Das lange Warten auf Küchen, Polstermöbel und Haushaltsgeräte
Zugegeben, es ist ein Wohlstandsproblem. Doch in manchen Familien spielen sich größere und kleinere Dramen ab, wenn der Geschirrspüler oder die Waschmaschine den Geist aufgeben und das Ersatzgerät Wochen oder gar Monate auf sich warten lässt. Der Grund: Lieferprobleme.
„Halbleiter sind das große Thema in der Branche“, sagt Wolfgang Krejcik, Elektronikhändler in Wien und Branchensprecher. Seit Waschmaschinen die Wäsche wiegen und dementsprechend das Wasser und Waschmittel dosieren, kommen sie quasi mit einem eingebautem Computer daher. Und das ist jetzt das Problem: Computerchips sind weltweit Mangelware.

____________________

▶ **PFLICHTAUFGABE**:
Stimmen die folgenden Aussagen mit dem Textauszug überein? Antworte jeweils mit Ja oder Nein und zitiere die entscheidenden Worte wörtlich. (a) Wolfgang Krejcik bezeichnet Halbleiter als das große Thema in der Branche. (b) Computerchips sind nur in Europa knapp. (c) Krejcik ist Elektronikhändler in Graz.

▶ **DATENSÄTZE**:
____________________

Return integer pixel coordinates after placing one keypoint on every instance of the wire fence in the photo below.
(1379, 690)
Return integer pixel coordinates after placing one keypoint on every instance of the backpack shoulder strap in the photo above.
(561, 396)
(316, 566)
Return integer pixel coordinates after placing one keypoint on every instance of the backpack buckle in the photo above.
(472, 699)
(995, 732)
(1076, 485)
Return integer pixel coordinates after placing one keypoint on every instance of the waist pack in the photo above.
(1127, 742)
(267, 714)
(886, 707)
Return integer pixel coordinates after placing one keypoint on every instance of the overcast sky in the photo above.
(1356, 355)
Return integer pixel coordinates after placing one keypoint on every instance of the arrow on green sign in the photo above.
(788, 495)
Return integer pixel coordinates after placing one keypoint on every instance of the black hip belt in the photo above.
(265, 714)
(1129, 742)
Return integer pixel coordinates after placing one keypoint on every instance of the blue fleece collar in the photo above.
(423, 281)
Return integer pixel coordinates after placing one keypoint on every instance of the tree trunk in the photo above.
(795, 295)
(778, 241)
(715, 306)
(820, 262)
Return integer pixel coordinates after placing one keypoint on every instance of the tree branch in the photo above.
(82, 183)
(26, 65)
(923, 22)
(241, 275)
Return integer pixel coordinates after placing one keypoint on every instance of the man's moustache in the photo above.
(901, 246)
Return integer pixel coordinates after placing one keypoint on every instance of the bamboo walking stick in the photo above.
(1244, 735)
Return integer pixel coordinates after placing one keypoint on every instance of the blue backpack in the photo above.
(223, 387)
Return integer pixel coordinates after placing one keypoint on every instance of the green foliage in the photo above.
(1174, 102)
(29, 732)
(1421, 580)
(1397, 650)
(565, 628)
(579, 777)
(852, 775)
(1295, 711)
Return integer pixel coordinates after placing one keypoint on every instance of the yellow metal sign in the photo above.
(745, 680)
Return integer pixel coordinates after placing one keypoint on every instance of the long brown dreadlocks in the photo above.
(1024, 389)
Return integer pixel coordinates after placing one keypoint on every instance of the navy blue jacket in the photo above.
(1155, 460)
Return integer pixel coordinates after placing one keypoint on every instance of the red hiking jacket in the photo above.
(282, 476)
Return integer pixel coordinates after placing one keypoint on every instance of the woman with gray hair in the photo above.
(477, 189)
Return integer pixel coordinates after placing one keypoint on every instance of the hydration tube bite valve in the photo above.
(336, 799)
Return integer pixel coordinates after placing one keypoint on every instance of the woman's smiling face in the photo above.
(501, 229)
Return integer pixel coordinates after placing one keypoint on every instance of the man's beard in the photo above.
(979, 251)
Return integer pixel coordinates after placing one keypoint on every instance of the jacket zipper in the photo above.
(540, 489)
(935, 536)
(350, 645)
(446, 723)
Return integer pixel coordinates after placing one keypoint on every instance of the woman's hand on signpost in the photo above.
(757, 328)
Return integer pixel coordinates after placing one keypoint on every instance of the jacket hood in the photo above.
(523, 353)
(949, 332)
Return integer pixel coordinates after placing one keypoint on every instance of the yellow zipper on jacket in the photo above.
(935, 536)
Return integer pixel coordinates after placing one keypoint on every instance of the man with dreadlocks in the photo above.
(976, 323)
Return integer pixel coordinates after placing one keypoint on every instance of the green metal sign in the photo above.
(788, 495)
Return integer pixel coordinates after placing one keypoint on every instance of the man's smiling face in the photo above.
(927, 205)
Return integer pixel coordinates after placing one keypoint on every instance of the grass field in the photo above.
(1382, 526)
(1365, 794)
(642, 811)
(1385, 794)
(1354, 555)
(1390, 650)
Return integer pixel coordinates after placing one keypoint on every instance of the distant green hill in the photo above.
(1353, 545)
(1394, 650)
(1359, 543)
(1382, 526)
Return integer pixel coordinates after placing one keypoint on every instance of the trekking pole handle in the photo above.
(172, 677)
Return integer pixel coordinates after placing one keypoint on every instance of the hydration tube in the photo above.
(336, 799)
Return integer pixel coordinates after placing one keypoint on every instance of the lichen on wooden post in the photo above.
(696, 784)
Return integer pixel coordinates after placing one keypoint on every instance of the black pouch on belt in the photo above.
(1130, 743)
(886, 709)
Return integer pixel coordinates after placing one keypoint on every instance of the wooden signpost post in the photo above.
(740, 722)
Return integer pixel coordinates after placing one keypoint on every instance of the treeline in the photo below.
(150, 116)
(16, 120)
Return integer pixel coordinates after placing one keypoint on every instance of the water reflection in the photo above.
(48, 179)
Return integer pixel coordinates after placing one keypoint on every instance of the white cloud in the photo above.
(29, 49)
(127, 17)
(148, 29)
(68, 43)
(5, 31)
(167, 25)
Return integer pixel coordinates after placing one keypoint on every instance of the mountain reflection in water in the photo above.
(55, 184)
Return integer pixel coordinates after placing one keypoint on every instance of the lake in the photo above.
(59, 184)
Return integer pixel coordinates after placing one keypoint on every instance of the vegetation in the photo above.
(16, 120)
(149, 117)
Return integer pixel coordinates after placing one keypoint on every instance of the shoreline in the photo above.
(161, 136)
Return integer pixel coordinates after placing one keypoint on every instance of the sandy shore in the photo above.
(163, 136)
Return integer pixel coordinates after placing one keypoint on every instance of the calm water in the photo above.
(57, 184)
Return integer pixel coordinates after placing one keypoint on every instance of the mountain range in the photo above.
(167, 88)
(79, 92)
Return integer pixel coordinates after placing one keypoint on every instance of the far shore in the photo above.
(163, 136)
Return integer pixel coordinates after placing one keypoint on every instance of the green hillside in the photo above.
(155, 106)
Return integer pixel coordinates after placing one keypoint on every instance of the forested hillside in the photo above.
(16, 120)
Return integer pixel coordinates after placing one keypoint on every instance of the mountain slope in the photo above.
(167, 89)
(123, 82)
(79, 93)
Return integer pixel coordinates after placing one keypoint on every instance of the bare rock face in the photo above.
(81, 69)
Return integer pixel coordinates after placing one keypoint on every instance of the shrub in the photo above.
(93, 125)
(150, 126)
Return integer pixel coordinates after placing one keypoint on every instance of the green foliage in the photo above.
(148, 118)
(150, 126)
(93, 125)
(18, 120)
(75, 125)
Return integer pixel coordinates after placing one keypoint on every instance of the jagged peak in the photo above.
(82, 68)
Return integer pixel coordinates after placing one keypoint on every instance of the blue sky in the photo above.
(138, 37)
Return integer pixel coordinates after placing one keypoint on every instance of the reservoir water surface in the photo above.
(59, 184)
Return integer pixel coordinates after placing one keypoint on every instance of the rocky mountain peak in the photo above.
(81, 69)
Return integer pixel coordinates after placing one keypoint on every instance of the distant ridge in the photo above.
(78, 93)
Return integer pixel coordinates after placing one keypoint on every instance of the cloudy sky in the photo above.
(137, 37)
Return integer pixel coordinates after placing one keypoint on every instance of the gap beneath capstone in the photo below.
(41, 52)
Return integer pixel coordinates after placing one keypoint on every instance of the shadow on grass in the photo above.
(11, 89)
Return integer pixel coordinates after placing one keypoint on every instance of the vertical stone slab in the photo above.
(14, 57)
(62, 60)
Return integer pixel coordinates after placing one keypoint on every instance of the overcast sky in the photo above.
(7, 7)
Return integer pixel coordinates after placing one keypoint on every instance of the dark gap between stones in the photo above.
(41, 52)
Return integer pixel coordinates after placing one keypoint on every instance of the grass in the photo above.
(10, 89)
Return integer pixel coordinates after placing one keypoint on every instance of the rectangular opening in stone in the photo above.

____________________

▶ **MUSTERLÖSUNG**:
(a) Ja: „Halbleiter sind das große Thema in der Branche“
(b) Nein: „Computerchips sind weltweit Mangelware.“
(c) Nein: „Elektronikhändler in Wien und Branchensprecher“